● Task item: Please return each entry that follows exactly as given, but without pictures.
Content starts
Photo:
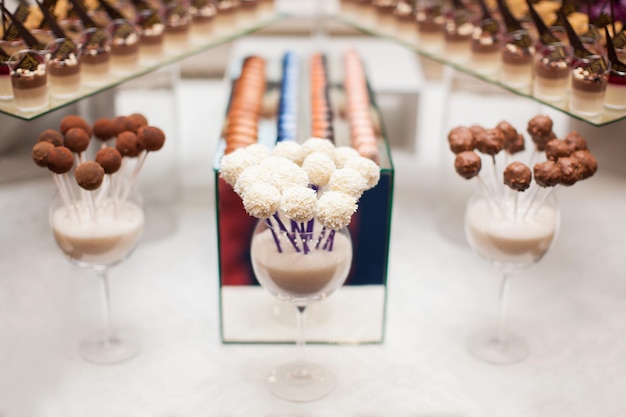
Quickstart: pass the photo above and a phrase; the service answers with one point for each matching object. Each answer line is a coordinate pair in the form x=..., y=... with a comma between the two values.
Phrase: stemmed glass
x=511, y=234
x=98, y=233
x=302, y=264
Content ends
● Answer to this exercise:
Photo:
Quickstart: pass the photo above and a phrase; the service answers with one point for each matching object. Each answer line is a coordinate pair in the form x=..., y=... with a comma between the two values.
Phrase: stemmed glass
x=511, y=234
x=98, y=233
x=302, y=264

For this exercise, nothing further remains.